## [Given problem]
Extend the piece below on guns and state militias, picking up after its final sentence.

## [Text passage]
────
Guns and Militia

I had always viewed the Constitutional language about militias to be based on a fear that, in fact, federalism would overtake the individual states.  And I had always wondered why then don’t the modern day militia supporters act to “de-federalize” the state militias.  After all, the state militias have really ceased being state run entities decades ago.  My own daughter was a member of the West Virginia National Guard, an organization whose duty is to protect the citizens of West Virginia, and she found herself in Iraq in 2003 and 2004 fighting a foreign war.  Certainly, this was not the first time that the state militias were conscripted by the federal government. President Eisenhower famously took command of the Arkansas National Guard to enforce federal racial integration law.  But it should also be noted that the Arkansas National Guard served General Eisenhower in Europe during WWII, and in every foreign war since then.  Despite that, I haven’t seen any national movement to strip the federal government of its right to command the state militias.  Instead what we see are armed individual citizens who have decided that it’s their duty to protect the state from takeover.  (the NRA promotes that idea simply because it represents gun manufacturers, not the citizens of America, and it makes money from gun sales)
────
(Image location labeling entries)
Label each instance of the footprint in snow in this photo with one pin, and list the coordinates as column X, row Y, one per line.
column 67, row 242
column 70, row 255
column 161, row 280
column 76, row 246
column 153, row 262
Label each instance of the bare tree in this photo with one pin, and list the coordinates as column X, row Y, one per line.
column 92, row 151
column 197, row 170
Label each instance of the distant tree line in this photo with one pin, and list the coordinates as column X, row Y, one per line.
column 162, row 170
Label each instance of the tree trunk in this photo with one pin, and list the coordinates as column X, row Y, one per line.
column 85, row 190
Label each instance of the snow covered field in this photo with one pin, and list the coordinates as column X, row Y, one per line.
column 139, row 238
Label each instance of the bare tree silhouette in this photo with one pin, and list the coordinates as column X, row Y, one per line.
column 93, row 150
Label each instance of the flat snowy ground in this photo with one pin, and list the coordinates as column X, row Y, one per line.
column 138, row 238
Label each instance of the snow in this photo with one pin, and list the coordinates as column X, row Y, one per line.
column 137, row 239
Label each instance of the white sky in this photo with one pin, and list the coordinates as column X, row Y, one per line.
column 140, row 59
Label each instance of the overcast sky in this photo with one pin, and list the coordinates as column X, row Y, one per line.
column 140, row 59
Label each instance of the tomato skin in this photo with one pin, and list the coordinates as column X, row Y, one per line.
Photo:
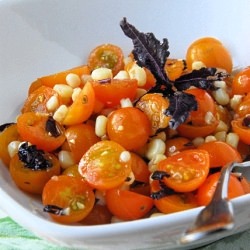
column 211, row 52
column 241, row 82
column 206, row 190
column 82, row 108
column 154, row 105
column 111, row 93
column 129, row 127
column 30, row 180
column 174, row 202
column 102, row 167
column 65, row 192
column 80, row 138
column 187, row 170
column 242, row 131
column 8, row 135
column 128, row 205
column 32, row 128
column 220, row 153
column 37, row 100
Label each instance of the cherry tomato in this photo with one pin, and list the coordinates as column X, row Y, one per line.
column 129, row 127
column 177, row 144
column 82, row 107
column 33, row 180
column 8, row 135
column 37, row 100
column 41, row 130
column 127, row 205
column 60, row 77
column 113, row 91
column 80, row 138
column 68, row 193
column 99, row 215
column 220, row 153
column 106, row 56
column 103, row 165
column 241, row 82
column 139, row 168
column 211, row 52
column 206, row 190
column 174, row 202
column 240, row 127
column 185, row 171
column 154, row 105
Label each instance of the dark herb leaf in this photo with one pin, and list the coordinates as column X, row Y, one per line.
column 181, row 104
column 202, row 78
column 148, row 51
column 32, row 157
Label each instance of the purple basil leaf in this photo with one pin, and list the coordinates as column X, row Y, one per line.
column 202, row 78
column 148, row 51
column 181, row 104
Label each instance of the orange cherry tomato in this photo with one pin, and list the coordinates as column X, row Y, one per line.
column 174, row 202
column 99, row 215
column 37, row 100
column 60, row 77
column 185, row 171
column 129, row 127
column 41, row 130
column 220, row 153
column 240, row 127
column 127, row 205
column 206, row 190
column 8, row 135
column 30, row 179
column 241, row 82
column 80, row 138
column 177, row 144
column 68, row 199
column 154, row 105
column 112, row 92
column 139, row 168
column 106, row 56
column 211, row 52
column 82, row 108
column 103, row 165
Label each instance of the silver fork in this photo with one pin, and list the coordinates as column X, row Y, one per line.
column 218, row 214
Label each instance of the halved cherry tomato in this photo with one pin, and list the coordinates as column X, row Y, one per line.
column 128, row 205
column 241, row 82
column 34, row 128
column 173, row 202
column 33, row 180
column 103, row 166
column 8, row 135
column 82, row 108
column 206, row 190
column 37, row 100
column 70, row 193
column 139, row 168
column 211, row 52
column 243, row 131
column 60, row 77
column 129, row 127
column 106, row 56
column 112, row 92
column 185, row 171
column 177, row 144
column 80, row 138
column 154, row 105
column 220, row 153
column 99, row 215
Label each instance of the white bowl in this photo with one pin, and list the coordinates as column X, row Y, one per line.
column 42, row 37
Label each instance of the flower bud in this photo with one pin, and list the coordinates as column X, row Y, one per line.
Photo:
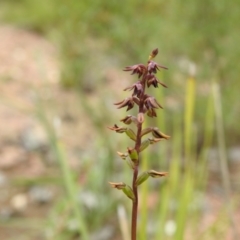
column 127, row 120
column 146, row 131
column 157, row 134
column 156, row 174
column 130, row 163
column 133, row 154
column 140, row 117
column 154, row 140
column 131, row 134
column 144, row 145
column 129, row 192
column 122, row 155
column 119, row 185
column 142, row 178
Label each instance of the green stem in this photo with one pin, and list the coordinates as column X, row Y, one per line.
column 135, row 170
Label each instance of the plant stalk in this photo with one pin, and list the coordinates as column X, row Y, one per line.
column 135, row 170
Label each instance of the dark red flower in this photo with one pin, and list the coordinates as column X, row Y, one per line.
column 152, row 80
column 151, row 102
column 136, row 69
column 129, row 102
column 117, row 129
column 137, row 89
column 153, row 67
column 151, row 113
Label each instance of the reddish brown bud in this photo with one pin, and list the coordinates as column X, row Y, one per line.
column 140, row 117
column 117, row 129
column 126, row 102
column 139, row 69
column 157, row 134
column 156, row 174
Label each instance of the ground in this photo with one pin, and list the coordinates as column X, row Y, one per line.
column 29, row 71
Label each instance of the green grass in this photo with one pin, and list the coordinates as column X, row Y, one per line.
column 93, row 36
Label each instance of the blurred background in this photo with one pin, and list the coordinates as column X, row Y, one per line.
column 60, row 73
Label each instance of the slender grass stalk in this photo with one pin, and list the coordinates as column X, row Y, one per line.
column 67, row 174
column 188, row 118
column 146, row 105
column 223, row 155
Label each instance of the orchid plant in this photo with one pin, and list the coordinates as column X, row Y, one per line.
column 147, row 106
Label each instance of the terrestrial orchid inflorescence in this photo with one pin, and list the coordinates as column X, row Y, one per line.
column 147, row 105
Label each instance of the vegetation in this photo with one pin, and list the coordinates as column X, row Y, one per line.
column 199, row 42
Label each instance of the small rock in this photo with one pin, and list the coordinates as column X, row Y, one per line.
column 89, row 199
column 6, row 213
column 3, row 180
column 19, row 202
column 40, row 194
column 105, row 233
────
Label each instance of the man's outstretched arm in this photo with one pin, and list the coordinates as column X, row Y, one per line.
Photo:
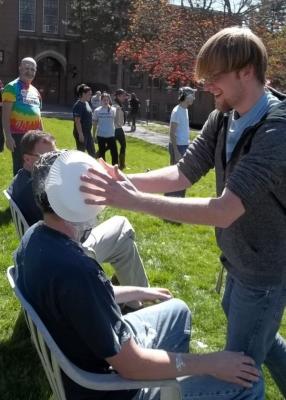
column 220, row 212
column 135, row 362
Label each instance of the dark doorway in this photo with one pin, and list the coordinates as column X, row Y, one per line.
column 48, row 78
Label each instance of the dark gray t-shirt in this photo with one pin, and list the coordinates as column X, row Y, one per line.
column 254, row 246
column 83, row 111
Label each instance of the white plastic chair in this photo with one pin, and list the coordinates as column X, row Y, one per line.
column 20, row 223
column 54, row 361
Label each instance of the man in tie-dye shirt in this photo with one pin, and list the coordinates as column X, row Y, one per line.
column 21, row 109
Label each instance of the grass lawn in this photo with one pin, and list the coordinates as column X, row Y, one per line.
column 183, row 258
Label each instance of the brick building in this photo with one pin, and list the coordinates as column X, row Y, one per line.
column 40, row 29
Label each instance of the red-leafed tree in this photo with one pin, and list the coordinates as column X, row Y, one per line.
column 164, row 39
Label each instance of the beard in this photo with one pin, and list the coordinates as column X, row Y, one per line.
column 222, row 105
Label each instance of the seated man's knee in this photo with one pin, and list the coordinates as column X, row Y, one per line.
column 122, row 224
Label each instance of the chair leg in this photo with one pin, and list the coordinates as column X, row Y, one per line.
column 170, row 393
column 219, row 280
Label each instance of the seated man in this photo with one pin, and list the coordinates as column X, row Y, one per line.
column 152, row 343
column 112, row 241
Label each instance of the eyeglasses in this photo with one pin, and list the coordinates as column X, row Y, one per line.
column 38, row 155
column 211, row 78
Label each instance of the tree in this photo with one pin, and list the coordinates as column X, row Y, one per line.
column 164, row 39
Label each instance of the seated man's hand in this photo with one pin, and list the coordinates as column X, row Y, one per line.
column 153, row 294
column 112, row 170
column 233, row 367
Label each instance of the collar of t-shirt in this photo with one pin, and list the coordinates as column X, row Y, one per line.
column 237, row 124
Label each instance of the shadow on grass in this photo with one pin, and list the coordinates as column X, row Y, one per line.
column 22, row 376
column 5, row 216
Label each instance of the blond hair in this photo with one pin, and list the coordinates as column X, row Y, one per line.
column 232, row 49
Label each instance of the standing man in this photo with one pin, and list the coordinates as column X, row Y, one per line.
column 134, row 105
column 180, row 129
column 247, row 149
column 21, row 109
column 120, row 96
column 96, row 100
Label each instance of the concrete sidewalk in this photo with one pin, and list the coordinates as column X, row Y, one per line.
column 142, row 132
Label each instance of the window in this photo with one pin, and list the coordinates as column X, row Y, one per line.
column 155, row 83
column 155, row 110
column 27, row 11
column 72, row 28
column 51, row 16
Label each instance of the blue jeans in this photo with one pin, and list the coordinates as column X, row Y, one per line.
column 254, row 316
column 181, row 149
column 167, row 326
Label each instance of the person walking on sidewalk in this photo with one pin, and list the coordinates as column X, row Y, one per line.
────
## [Reply]
Last week our local police chief was interviewed on talk radio.  We recently had a “domestic” incident and inside the home police found three assault rifles, as well as other weapons.  Fortunately no one was injured.  This, in a quiet suburban neighborhood.  In the radio interview the Chief said that he didn’t understand why people needed to have assault weapons in their homes.  As would be expected, his comments sparked a lot of pushback from gun owners.  One of our residents cornered me just before Council meeting and said he disagreed with Chief Harbin about assault weapons.  He repeated to me the same statement that we’ve heard many times, “an armed citizenry is protection against a tyrannical federal government.”  And as always, I respond to that statement the same way, “so who are you planning to shoot with your assault rifle”?  To put down an insurrection, the POTUS would federalize the National Guard.  “Would you shoot our own local National Guard soldiers (like my daughter)?”  And what if our governor (instead of the POTUS) called up the National Guard to put down an insurrection?  Would it then be ok, because the federal government wasn’t involved”?  When faced with these questions, the gun owner doesn’t have an answer, because to him the tyrannical federal government is a mysterious, even invisible entity— a group of strangers, not his neighbors.  He hasn’t thought about who he would actually be shooting at.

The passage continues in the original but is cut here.